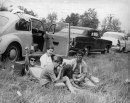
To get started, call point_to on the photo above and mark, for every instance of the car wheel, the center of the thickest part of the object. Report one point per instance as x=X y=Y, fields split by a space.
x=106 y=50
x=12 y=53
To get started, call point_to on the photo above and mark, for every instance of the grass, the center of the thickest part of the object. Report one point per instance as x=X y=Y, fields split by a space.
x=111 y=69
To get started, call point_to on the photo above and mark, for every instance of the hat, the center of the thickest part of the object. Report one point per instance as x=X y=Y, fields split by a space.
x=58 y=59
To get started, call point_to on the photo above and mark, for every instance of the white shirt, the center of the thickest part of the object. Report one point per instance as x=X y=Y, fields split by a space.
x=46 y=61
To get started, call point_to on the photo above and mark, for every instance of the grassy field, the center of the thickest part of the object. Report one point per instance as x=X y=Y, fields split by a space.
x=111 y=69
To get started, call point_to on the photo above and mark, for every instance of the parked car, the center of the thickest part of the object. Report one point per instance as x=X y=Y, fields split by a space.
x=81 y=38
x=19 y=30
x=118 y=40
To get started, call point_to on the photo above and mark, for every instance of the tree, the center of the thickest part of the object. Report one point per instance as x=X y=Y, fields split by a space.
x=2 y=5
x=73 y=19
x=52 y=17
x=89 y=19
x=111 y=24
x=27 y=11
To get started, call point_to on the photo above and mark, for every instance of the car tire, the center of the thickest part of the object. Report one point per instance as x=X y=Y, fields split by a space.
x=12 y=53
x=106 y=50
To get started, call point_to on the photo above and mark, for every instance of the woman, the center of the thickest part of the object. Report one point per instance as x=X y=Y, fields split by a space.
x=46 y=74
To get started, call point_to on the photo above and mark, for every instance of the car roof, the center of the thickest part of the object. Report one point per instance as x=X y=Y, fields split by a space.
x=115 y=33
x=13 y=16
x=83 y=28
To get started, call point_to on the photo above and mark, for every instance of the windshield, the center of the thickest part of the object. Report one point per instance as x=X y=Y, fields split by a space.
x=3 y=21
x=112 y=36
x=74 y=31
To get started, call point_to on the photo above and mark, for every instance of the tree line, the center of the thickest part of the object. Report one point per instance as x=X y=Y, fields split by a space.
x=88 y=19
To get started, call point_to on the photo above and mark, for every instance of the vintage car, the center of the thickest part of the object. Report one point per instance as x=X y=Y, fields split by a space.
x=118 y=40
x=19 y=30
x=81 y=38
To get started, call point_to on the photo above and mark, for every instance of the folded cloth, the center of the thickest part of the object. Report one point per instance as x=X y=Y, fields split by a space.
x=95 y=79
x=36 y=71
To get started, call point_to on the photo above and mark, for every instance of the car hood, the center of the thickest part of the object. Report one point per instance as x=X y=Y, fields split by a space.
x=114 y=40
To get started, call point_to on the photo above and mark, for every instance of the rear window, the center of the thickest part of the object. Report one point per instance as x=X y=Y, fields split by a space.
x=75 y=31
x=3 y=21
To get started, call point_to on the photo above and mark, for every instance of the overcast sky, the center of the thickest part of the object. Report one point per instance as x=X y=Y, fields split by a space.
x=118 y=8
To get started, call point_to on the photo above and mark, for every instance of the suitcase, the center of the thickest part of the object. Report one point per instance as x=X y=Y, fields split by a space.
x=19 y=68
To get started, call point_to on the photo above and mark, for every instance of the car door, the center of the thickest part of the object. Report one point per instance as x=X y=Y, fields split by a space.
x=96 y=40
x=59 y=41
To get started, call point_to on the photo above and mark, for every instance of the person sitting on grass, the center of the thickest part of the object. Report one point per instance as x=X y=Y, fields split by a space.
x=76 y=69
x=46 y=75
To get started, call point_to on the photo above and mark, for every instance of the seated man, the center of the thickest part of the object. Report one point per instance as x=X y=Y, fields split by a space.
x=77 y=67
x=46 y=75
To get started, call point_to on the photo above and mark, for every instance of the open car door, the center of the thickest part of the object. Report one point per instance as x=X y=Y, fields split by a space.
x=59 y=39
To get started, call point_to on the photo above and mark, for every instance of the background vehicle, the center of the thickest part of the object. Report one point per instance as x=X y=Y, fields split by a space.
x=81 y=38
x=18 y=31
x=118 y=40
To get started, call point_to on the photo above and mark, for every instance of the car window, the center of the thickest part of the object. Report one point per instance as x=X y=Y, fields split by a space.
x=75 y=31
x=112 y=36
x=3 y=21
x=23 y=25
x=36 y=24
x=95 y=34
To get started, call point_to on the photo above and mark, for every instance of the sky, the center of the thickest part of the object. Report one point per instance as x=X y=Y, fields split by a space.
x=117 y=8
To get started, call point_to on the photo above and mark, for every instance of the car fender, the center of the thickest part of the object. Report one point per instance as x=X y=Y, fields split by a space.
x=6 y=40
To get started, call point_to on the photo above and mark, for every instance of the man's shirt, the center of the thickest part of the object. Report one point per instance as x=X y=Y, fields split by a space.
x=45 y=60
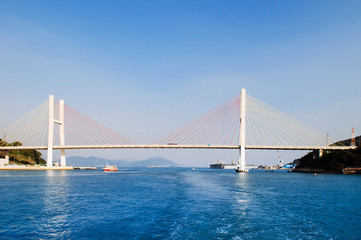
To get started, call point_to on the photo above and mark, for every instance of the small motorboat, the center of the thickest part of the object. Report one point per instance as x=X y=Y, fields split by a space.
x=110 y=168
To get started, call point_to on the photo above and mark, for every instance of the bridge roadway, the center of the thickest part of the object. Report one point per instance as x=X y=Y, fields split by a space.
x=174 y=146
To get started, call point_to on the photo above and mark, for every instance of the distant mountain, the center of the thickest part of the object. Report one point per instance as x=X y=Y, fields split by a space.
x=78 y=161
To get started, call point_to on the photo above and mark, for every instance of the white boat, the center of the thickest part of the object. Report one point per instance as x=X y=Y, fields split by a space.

● ● ●

Return the material exactly as given, apart from the pictures.

» **THE COMPLETED TASK**:
To get started, call point_to on the photo above and mark, for every instance of the car wheel, the center of the thickest part of the object. Report one point per instance as x=X y=Y, fields split by a space.
x=106 y=50
x=12 y=53
To get started, call point_to on the photo above and mark, for every instance of the grass, the center of the thickest part of the object. Report one point per instance as x=X y=Y, fields split by a space.
x=111 y=69
To get started, call point_to on the photo above and mark, for every instance of the hat, the center of the thickest part of the object. Report one point per instance as x=X y=Y, fields split by a space.
x=58 y=59
To get started, call point_to on the photo above and mark, for every instance of the white shirt, the center of the thickest part of the object. Report one point per instance as x=X y=Y, fields split by a space.
x=46 y=61
To get started, call point_to on the photo above and mark, for every instance of the grassy field, the center of the thickest part of the object. Report one point per instance as x=X y=Y, fields split by a space.
x=111 y=69
To get started, call point_to on the photo above and mark, for every instance of the parked car, the center of the thickest part of the object. Report one point per instance as x=X y=Y, fields split by a space.
x=81 y=38
x=19 y=30
x=118 y=40
To get started, call point_to on the photo above and mark, for every instance of the tree, the center of the thickest part of the object. Report one point per instance as x=X y=Y, fields split by a space.
x=2 y=5
x=73 y=19
x=52 y=17
x=89 y=19
x=111 y=24
x=27 y=11
To get started, call point_to on the photo above and mark, for every instance of the car tire, the center of the thickest part of the object. Report one point per instance as x=X y=Y, fields split by a space.
x=12 y=53
x=106 y=50
To get started, call point_to on the photo above and mark, for every instance of the woman, the center of the thickest part of the object. Report one point per instance as x=X y=Y, fields split by a space.
x=46 y=74
To get started, call point_to on the photo above and mark, for every instance of the car roof, the center of the thickest part of the object. Report one point per instance as x=X y=Y, fields split by a space.
x=115 y=33
x=13 y=16
x=83 y=28
To get started, call point_to on the photo above and mark, for every instance of the windshield, the center of the thickest part of the object. Report one point per instance as x=X y=Y, fields split by a space.
x=3 y=21
x=112 y=36
x=74 y=31
To get started, call point_to on the photo above and mark, for every instance of the tree line, the center of the thickest part of the object. Report one point per instance as x=X y=Y, fields split by a space.
x=88 y=19
To get started, call point_to on the photo above and mark, for every instance of the vintage car, the center of the thickest part of the object. Report one point per instance as x=X y=Y, fields split by a space.
x=118 y=40
x=19 y=30
x=81 y=38
To get started, call point_to on the photo above and mark, for every instance of the folded cloth, the center of the thickest part of the object. Report one point per instance as x=X y=Y, fields split by a space.
x=95 y=79
x=36 y=71
To get started, call point_to on the photo above and mark, for every instance of the car hood, the center of the thickest part of the object. Report one point per instance as x=X y=Y, fields split by a space.
x=114 y=40
To get started, call point_to on the photo above and mark, for every instance of the rear window, the center of the thickest part of the object. Report one point per instance as x=X y=Y, fields split by a space.
x=75 y=31
x=3 y=21
To get started, call point_to on the photo above and mark, for every instance of the overcast sky, the center of the thickest part of the object. Report one point per instance as x=X y=Y, fields split by a space.
x=118 y=8
To get started, call point_to on the photo above and mark, for every instance of the suitcase, the center of the thickest part of the object. Report one point per instance as x=X y=Y, fields split by a space.
x=19 y=68
To get started, call point_to on the photo above and mark, for every instance of the car door, the center of the thickest part of the object. Report one point per instance as x=X y=Y, fields split by a space.
x=96 y=40
x=59 y=41
To get started, call point_to on the photo above and mark, for every instance of the person sitting on grass, the center of the thickest part of the object. Report one point per instance as x=X y=Y, fields split by a space.
x=76 y=69
x=46 y=75
To get started, call point_to on the photo above and mark, for every instance of the seated man, the center of the thickest part of the object. Report one point per instance as x=X y=Y, fields split by a space.
x=77 y=67
x=46 y=75
To get started, call point_to on the photo above and mark, for every instance of the open car door, the center of the thickest part of the object. Report one point per instance as x=X y=Y, fields split by a space.
x=59 y=39
To get started, call point_to on the photo above and mark, for every instance of the background vehicle, the center of the thickest part of the object. Report one point per instance as x=X y=Y, fields split by a space.
x=81 y=38
x=18 y=31
x=118 y=40
To get started, call point_to on the photo above and mark, for every instance of the car window, the center of the thickest part of the object. Report one point per instance as x=X y=Y, fields split by a space.
x=75 y=31
x=112 y=36
x=3 y=21
x=23 y=25
x=36 y=24
x=95 y=34
To get started, call point_to on the photo above and mark, for every instance of the sky, the center of the thickest part of the object. Report one point per instance as x=X y=Y, fields split by a space.
x=117 y=8
To get started, call point_to on the photo above and mark, for every instance of the car fender, the center of the thickest part of the object. Report one point per instance as x=X y=Y, fields split by a space.
x=6 y=40
To get started, call point_to on the photo above and mark, for every instance of the man's shirt, the center of the thickest part of the object. Report one point per instance as x=X y=Y, fields split by a space.
x=45 y=60
To get started, call point_to on the photo above and mark, for every instance of the small motorboat, the center of the thickest part of the object. Report one point per instance as x=X y=Y, fields split by a space.
x=110 y=168
To get started, call point_to on the photo above and mark, for every instance of the bridge roadway, the center of the thickest part of the object. Report one point per instance as x=X y=Y, fields split by a space.
x=174 y=146
To get started, call point_to on the photo above and mark, for every instance of the distant mountain, the center of the thickest part of the object. Report one point per instance as x=X y=Y, fields split by a space.
x=78 y=161
To get started, call point_to on the photo above and mark, for every instance of the white boat, the center of the thickest part of the object. Report one point per instance as x=X y=Y, fields split by a space.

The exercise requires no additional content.